• [Source extract]
- - -
Industry veteran Eric Walker has expressed concerns that the coronavirus crisis could tempt unscrupulous lettings agents to raid insured deposits for cash.

The former Belvoir and Northwood managing director, now a consultant, aired his concerns on Twitter, stating: “For years I have campaigned for all tenants deposits to be held in custodial schemes.

“With agents starved of income, I just hope my fears aren’t realised and it becomes an easy source of ‘lending.’”

He suggested the delay in mandatory client money protection could backfire as a result of the pandemic and pressure on some agents for cashflow.

Deposit protection schemes have urged agents to opt for custodial options to reduce any temptation to access the funds.

Eddie Hooker, chief executive of deposit protection scheme mydeposit, said he has previously been concerned about insured schemes being misused as loans.

He said: “Previous audits have thrown up concerns that agents and landlords may already be using tenant deposits on a loan basis and this will no doubt become more prevalent as the months go on.

“For total transparency and with the best interests of the tenant in mind, we would urge landlords and agents to opt for custodial schemes and to resist the temptation of misusing deposit money in their possession.”

Steve Harriott, chief executive of the Tenancy Deposit Scheme (TDS), added: “Agents are not allowed to touch their client monies unless it’s for an authorised reason, such as paying rent to landlords or to repay deposits at the end of the tenancy.
- - -
• [What you will do]
- 1) Copy the deposit-protection article word for word, from "Industry veteran Eric" up to and including "misused as loans.".
- 2) Continue the article on tenancy deposit concerns from the point where it stops.
- - -
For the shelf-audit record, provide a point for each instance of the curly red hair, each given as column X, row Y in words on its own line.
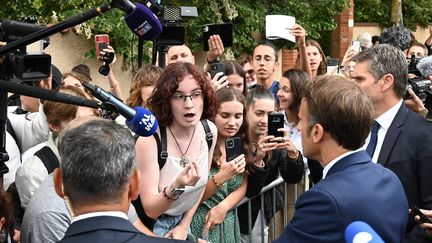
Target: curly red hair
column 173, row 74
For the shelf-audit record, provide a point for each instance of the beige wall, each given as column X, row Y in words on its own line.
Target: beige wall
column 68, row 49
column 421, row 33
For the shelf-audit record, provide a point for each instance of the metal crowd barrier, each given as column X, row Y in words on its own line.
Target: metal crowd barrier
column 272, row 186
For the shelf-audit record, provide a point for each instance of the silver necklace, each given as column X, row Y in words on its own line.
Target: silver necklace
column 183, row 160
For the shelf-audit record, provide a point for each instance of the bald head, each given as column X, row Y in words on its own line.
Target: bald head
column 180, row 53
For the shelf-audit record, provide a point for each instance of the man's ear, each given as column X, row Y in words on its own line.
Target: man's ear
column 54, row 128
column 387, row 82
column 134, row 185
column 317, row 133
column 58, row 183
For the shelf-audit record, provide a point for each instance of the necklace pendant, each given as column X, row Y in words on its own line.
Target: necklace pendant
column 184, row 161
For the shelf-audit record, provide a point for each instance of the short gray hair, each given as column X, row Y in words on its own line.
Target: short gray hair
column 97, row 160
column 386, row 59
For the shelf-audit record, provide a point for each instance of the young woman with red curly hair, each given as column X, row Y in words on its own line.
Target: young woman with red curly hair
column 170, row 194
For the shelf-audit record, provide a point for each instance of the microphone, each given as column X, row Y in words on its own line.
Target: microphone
- - -
• [Task-by-task results]
- 1)
Industry veteran Eric Walker has expressed concerns that the coronavirus crisis could tempt unscrupulous lettings agents to raid insured deposits for cash.

The former Belvoir and Northwood managing director, now a consultant, aired his concerns on Twitter, stating: “For years I have campaigned for all tenants deposits to be held in custodial schemes.

“With agents starved of income, I just hope my fears aren’t realised and it becomes an easy source of ‘lending.’”

He suggested the delay in mandatory client money protection could backfire as a result of the pandemic and pressure on some agents for cashflow.

Deposit protection schemes have urged agents to opt for custodial options to reduce any temptation to access the funds.

Eddie Hooker, chief executive of deposit protection scheme mydeposit, said he has previously been concerned about insured schemes being misused as loans.

- 2)
“We would expect the full force of the law to come down on agents who don’t follow the rules.

“It is worth reminding everyone that the rules requiring compliance with the tenancy deposit legislation and client money protection regulations remain fully in force.”

Harriott said agents can switch to its custodial scheme at any point, which would save money for those who want to avoid paying deposit protection fees.

Deposit replacement schemes backed Walker’s concerns, adding that this is a good argument for alternative services.

Nick Hamatsos, co-Founder of Hamilton Fraser-backed Ome, said: “There’s a very real chance that in what looks to be a very tough few months, agents and landlords may well turn to their deposit pot in order to get by.

“Client money protection is fantastic and helps provide redress for tenants and landlords who have had their money misappropriated and the introduction of mandatory CMP is a huge milestone for the industry.

“However, it only protects consumers after the event of misappropriation rather than prevents it.

“The solution is to reduce the risk by limiting access and that’s why, at Ome, we’re very much anticipating a future where deposit protection, whatever flavour that may be, will become the responsibility of the tenant as it is their money.”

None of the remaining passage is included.